___ Data for the task ___

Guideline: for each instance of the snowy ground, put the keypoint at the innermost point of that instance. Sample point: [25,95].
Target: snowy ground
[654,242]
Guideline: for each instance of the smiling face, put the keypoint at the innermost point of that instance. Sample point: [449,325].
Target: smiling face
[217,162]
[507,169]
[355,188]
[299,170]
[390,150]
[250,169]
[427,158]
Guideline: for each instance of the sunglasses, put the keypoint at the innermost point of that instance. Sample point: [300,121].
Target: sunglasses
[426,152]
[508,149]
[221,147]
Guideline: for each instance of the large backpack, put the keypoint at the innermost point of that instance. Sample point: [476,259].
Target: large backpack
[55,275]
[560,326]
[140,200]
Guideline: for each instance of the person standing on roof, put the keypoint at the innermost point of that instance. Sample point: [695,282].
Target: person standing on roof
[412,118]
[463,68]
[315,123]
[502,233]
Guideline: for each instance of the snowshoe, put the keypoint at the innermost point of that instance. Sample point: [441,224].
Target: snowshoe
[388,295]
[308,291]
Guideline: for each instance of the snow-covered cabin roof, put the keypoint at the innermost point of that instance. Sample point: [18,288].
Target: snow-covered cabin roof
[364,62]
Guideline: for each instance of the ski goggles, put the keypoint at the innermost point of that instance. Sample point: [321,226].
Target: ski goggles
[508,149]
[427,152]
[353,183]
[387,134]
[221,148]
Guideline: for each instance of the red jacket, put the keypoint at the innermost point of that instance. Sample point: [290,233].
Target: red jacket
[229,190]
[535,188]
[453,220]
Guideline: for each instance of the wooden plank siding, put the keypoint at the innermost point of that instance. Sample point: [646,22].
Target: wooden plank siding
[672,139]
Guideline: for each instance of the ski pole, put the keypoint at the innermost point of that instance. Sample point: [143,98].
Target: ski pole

___

◆ Exercise brief: Rewrite all of the lines above, putting "central point" in place of every "innermost point" and leaving everything else unchanged.

◆ Exercise solution:
Guideline: for each instance of the snowy ground, put the keypoint at the central point of that instance. Sample point: [25,95].
Target: snowy ground
[654,242]
Guideline: for each instance of the smiling face, put the keypoint at the central point of that instance. Sample point: [449,325].
Target: smiling face
[217,162]
[507,169]
[355,188]
[299,170]
[390,150]
[250,169]
[427,158]
Guideline: for each instance of the sunglasses, put the keypoint at the central point of that instance. Sample point: [300,121].
Target: sunglasses
[426,152]
[508,149]
[221,147]
Guideline: for each instance of the large backpack, put the keypoint at the central point of that instance. Sample point: [476,259].
Target: large backpack
[55,275]
[560,326]
[140,200]
Guideline: for each instance of the person standing on roof, put the keypoint at the central point of that instance. Sample point: [695,282].
Target: person standing on roof
[412,118]
[463,68]
[315,123]
[502,233]
Guideline: for each instance of the snowshoe, put the keypoint at the central point of that instance. Sample point: [441,224].
Target: snowshoe
[388,295]
[308,291]
Guideline: for each instance of the snow-covered cabin roof, put the keypoint at the central point of that instance. Sample point: [18,288].
Target: snow-covered cabin roof
[364,62]
Guideline: for each instance of the ski goggles, put the keypoint at the central point of that instance. Sample point: [321,226].
Target: ski goggles
[508,149]
[427,152]
[353,183]
[387,134]
[221,148]
Guideline: for each instance of the red jacket, put the keypoint at the central point of that instance. Sample point: [290,233].
Target: red jacket
[229,190]
[535,188]
[453,220]
Guideline: for each instance of the wooden plank siding, put the keypoint at the central point of that instance. Sample point: [646,22].
Target: wooden plank siding
[672,139]
Guideline: for each instance of the ski pole, put the keypoint at the central point of that instance. Sample point: [143,98].
Target: ski pole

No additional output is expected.